PROBLEM DESCRIPTION –
Copy the lines of the material from the one containing "target | shrub" through the end, inclusive, reproducing them without any change.

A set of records
"""
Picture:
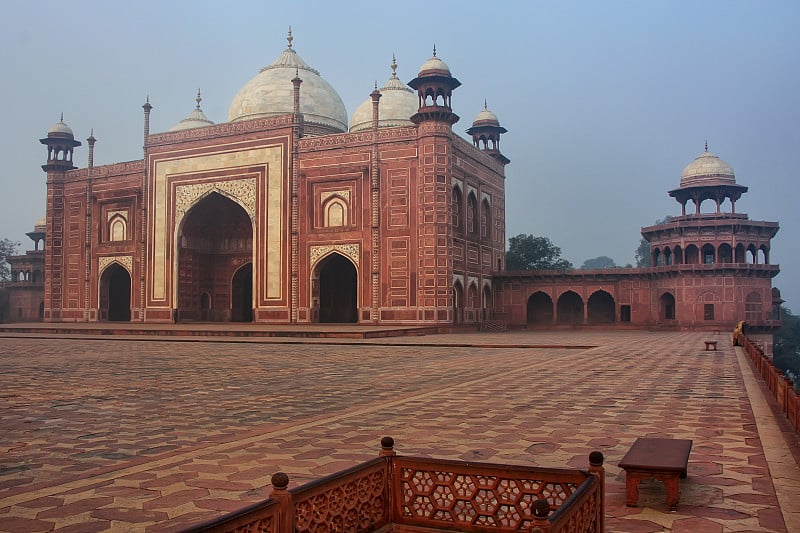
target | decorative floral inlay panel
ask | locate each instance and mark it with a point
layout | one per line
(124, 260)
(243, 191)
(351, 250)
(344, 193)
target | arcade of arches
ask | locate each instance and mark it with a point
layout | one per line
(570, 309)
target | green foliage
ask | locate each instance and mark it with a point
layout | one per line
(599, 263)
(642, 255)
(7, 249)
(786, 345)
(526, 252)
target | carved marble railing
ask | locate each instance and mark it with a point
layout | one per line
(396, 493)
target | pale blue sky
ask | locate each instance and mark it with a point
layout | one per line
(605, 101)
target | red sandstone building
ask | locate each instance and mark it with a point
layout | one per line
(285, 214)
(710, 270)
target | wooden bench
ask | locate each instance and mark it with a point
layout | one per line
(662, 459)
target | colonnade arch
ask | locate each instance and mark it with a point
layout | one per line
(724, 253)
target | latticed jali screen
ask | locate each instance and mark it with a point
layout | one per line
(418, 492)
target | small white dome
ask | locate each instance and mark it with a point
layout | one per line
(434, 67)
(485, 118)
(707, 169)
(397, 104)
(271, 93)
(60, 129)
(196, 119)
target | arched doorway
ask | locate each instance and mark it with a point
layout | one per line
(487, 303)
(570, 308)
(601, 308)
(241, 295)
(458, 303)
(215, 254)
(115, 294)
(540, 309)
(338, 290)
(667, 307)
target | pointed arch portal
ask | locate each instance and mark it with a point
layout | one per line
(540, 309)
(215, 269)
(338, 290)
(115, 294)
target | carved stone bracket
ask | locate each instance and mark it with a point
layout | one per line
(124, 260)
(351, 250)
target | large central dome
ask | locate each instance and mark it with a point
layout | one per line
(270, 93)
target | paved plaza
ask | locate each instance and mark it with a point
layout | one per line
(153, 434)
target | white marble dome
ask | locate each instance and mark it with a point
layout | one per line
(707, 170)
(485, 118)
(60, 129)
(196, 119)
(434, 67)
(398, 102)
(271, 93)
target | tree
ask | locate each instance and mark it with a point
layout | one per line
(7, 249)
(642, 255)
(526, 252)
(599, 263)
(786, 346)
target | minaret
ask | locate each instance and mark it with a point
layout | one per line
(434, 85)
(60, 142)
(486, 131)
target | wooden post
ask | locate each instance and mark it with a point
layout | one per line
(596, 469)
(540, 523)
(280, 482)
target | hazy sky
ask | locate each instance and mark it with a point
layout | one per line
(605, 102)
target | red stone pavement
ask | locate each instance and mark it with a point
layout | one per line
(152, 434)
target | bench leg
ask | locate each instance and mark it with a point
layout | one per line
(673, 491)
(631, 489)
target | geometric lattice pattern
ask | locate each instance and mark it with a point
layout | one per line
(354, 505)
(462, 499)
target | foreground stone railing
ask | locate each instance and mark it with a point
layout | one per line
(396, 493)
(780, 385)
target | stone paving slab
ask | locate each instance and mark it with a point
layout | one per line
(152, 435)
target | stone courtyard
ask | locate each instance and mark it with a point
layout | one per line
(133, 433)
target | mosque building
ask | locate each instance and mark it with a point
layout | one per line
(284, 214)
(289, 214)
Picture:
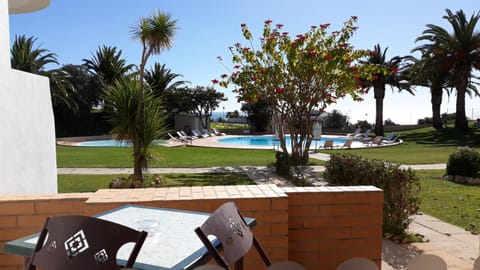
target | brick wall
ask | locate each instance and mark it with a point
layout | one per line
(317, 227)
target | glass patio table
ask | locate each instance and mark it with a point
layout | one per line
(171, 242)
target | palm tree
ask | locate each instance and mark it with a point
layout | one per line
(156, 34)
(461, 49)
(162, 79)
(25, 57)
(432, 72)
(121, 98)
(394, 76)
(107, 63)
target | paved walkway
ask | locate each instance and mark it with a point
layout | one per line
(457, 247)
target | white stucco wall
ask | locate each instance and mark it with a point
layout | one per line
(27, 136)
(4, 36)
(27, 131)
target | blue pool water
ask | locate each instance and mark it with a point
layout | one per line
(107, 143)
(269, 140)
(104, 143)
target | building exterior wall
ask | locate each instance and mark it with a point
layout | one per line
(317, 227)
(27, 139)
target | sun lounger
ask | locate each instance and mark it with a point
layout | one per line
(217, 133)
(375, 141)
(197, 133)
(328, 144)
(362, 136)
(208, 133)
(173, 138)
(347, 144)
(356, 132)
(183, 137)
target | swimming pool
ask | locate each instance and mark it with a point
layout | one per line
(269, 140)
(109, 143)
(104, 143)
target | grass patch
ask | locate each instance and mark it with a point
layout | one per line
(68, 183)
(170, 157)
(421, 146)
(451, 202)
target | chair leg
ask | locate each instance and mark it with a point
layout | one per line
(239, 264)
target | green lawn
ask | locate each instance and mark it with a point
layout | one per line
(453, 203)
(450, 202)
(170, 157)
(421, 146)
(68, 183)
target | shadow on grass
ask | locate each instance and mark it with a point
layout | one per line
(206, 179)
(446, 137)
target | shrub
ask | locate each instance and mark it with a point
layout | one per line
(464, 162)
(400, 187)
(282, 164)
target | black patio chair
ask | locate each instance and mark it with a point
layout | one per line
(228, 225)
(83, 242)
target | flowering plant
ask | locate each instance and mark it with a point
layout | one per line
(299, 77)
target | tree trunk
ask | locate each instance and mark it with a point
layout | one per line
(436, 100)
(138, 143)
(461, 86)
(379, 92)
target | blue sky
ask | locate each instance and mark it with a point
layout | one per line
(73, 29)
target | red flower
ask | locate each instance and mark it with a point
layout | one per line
"""
EXERCISE RESULT –
target | shrub
ask | locate each instance and mark it with a point
layout | one per line
(464, 162)
(400, 187)
(282, 164)
target | black patio chair
ask | locate each instance and mark it with a point
layout | one per line
(228, 225)
(83, 242)
target | flowering plant
ask | locate each instance and mark it with a point
layout | one per line
(299, 77)
target | tree trunk
ask | locate each instance and mark it with a point
layout | one per line
(436, 100)
(138, 143)
(461, 86)
(379, 92)
target | blue sky
ask | locate each instance and mark it with a point
layout | one per line
(73, 29)
target | red flower
ask | locate each instance and mark it with a point
layout | one per line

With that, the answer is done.